(DATA RECORDS)
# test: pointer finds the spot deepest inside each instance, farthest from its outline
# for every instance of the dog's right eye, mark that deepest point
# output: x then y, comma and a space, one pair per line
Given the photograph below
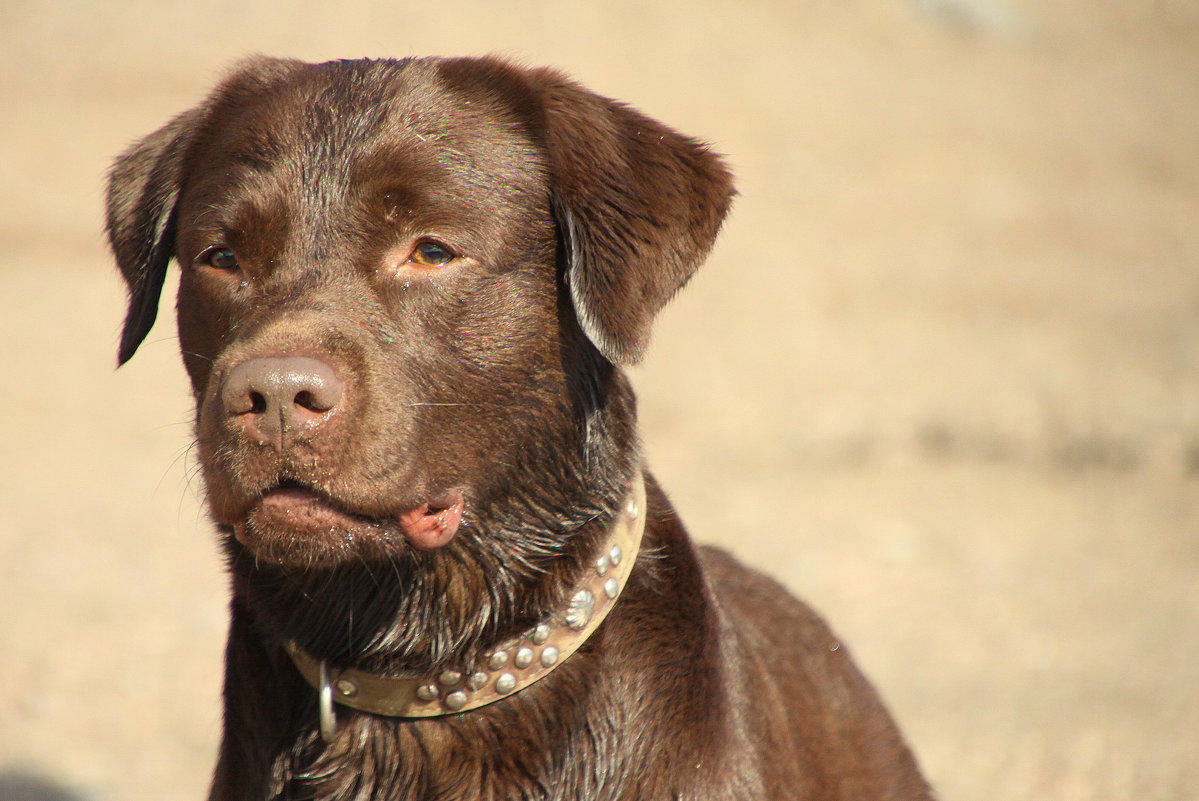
221, 258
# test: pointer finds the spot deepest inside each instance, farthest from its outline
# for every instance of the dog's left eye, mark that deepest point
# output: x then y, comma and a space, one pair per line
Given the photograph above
221, 258
432, 254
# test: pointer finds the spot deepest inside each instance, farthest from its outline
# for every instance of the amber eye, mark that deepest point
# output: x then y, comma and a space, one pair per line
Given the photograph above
432, 254
221, 258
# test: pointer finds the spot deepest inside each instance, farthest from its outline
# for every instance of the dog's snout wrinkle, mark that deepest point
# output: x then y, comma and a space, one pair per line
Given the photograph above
272, 398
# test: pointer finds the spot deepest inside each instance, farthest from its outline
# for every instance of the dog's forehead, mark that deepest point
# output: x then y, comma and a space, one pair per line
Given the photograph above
369, 120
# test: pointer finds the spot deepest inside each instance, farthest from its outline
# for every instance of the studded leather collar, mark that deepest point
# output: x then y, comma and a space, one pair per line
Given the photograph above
504, 670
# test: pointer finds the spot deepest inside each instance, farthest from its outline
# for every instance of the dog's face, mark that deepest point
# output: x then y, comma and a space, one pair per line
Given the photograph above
404, 287
399, 235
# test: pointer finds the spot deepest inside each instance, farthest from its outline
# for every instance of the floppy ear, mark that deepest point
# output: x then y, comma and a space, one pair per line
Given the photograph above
143, 188
638, 206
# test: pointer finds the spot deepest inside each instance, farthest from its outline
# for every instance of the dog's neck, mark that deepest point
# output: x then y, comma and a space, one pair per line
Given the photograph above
502, 670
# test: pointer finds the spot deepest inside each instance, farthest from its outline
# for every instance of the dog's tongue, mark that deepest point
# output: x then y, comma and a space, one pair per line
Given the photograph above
428, 527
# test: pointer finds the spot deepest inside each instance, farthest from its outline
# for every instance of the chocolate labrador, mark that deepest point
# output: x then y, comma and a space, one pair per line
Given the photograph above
408, 289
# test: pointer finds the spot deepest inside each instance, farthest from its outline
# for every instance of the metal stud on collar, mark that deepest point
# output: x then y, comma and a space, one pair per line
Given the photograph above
325, 694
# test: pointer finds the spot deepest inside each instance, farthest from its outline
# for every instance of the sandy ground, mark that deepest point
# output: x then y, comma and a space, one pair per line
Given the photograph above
940, 374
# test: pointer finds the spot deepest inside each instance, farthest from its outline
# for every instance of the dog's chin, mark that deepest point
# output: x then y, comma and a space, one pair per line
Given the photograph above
300, 528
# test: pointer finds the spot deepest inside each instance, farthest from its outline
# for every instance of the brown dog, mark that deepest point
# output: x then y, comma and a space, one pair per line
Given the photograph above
408, 288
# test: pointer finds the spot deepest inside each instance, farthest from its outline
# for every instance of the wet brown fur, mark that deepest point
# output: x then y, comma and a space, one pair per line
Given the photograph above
577, 218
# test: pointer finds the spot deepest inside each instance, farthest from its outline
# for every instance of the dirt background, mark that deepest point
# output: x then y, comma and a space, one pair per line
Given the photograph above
939, 375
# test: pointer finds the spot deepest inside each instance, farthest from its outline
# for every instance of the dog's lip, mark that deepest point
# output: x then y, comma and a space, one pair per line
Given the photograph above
427, 525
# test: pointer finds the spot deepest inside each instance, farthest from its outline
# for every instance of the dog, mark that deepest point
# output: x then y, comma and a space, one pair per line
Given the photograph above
408, 291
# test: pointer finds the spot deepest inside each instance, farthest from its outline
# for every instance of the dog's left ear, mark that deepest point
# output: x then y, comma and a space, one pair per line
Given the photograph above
638, 205
143, 188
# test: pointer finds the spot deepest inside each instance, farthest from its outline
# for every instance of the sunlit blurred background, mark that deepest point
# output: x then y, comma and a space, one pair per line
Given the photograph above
939, 375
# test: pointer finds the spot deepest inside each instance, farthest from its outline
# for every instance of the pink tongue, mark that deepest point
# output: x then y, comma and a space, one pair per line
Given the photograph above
428, 529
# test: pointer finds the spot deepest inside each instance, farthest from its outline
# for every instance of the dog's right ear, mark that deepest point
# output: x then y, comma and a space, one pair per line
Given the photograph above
143, 190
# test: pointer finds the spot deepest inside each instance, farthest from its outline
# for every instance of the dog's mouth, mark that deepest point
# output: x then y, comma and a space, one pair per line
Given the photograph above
294, 522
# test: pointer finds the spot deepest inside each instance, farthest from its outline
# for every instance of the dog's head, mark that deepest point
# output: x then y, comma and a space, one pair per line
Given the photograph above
404, 288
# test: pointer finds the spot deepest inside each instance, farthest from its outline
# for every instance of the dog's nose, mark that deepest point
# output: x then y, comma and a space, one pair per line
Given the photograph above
278, 397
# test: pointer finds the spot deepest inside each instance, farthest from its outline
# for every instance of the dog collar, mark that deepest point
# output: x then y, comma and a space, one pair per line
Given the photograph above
505, 669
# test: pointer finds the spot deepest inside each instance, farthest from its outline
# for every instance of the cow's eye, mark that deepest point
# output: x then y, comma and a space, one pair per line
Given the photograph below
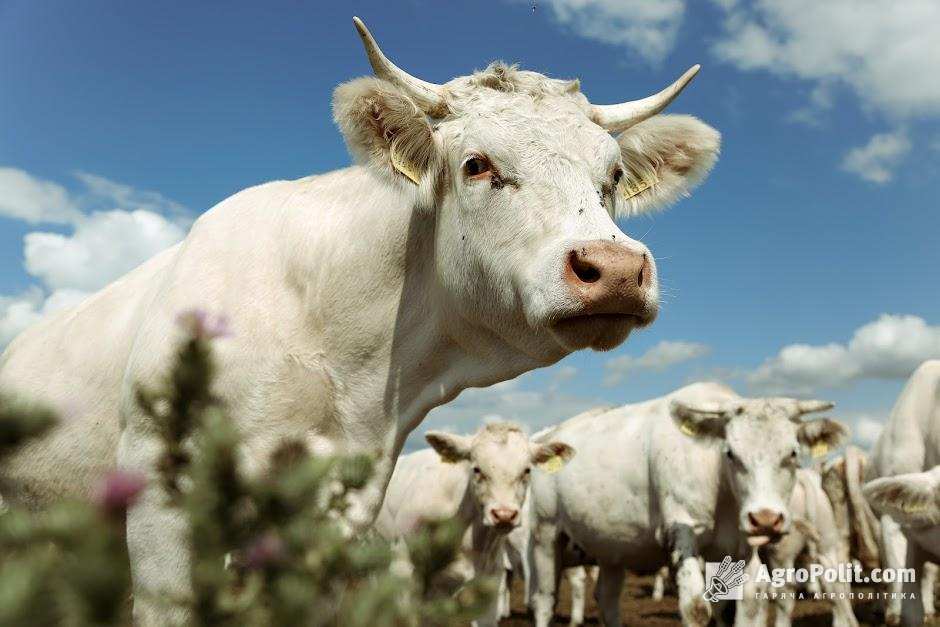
617, 175
475, 166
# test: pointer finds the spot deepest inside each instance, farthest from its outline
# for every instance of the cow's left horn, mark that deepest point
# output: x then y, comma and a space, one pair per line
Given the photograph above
620, 117
428, 96
808, 407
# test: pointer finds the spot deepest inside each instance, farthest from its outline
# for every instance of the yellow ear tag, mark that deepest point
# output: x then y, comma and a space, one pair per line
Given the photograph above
403, 166
819, 449
553, 464
629, 189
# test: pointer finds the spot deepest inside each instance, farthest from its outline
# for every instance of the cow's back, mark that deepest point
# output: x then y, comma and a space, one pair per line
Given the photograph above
910, 441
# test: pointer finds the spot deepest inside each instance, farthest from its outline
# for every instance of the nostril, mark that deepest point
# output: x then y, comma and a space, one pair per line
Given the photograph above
641, 277
583, 269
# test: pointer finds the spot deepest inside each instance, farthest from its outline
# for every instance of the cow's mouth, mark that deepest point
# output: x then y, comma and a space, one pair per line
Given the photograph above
602, 331
761, 539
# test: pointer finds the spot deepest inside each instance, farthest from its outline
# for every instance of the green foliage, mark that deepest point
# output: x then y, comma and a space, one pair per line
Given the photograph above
272, 548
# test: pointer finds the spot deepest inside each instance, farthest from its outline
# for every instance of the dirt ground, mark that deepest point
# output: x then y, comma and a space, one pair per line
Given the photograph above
637, 608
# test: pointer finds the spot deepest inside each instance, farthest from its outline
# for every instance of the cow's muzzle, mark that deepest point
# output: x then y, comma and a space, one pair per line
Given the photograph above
611, 280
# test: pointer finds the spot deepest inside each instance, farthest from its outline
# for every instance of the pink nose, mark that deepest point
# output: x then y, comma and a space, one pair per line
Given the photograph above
766, 520
609, 278
504, 515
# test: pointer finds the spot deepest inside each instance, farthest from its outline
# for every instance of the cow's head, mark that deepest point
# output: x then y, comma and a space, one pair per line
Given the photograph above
762, 440
913, 500
522, 180
500, 458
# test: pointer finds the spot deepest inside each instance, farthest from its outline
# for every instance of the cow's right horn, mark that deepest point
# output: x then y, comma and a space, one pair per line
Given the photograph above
808, 407
428, 96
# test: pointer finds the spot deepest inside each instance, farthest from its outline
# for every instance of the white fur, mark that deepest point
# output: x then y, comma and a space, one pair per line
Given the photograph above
358, 300
491, 471
899, 469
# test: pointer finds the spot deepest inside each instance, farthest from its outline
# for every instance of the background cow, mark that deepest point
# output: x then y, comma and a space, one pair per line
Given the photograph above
696, 472
473, 241
816, 534
480, 480
901, 477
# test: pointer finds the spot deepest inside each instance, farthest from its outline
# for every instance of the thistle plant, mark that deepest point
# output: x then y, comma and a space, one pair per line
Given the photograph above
267, 548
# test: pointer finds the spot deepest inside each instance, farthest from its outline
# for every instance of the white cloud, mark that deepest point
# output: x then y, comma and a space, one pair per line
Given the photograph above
888, 348
103, 246
663, 355
19, 312
99, 247
648, 29
26, 198
100, 189
877, 160
866, 429
884, 51
511, 401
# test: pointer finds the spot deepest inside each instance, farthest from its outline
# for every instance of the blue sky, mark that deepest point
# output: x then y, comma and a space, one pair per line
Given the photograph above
121, 121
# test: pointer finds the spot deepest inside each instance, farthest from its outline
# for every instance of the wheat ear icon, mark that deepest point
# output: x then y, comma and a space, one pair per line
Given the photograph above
727, 577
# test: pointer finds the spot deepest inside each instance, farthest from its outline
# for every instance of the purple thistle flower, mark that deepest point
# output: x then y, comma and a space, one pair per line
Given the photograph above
264, 551
201, 324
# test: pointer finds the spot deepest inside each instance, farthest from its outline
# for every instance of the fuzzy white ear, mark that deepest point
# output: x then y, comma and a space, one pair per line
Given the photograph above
664, 157
821, 436
910, 499
452, 448
552, 456
384, 129
705, 418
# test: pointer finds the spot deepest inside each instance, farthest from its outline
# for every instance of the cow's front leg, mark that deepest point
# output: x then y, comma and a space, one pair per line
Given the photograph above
912, 608
543, 555
577, 581
607, 594
157, 541
689, 578
752, 609
894, 550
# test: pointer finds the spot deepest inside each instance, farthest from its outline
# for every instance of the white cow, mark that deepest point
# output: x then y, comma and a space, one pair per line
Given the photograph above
862, 536
473, 241
816, 534
903, 486
700, 471
480, 480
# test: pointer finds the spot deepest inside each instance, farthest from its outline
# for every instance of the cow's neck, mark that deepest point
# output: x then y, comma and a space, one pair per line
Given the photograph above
394, 349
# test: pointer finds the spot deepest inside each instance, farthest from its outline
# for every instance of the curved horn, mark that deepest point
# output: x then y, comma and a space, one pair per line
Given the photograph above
428, 96
620, 117
808, 407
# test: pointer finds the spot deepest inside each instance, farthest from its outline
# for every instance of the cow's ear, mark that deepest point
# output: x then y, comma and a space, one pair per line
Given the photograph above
821, 436
385, 129
452, 448
664, 157
551, 457
702, 419
910, 499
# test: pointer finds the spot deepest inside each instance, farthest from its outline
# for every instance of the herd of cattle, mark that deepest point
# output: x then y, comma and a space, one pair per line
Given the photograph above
699, 474
474, 240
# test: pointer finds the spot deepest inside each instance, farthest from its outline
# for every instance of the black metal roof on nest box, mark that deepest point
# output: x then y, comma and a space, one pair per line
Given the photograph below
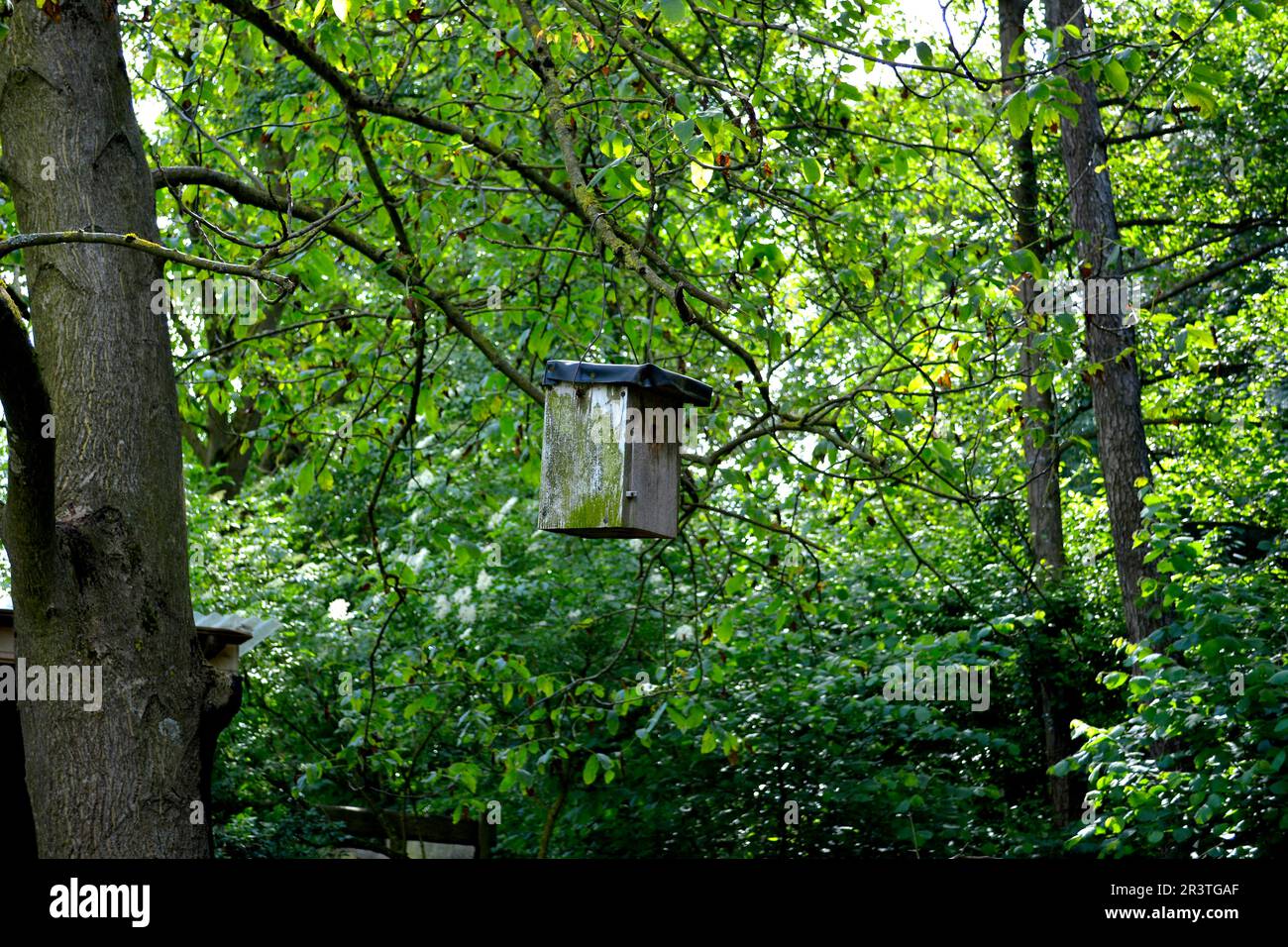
648, 375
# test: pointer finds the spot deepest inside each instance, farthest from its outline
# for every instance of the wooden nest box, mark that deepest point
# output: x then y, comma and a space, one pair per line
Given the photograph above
610, 449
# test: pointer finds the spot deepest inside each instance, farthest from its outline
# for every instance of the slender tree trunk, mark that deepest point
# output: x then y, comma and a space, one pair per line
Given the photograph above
94, 522
1111, 343
1041, 454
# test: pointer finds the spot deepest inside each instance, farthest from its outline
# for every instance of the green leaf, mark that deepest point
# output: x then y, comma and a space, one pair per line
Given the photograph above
1201, 98
304, 479
1018, 114
675, 11
1117, 76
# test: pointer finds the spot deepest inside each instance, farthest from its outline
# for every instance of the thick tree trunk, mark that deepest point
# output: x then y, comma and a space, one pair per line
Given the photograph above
1111, 343
94, 527
1041, 454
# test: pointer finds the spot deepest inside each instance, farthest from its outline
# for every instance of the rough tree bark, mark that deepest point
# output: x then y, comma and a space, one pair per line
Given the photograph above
1111, 343
94, 521
1041, 451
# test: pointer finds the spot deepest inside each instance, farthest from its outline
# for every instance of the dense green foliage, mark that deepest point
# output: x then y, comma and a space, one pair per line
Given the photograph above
855, 497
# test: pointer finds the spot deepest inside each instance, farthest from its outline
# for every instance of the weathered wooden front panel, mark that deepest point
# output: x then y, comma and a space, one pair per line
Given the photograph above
584, 460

(PROBLEM) Copy each line of the data that contains the word "background", leaving the other lines out.

(FINISHED EXERCISE)
# for every instance of the dirt background, mark that deepest point
# for every instance of the sunlit blurred background, mark that deepest point
# for every instance of the background cow, mark that deepest point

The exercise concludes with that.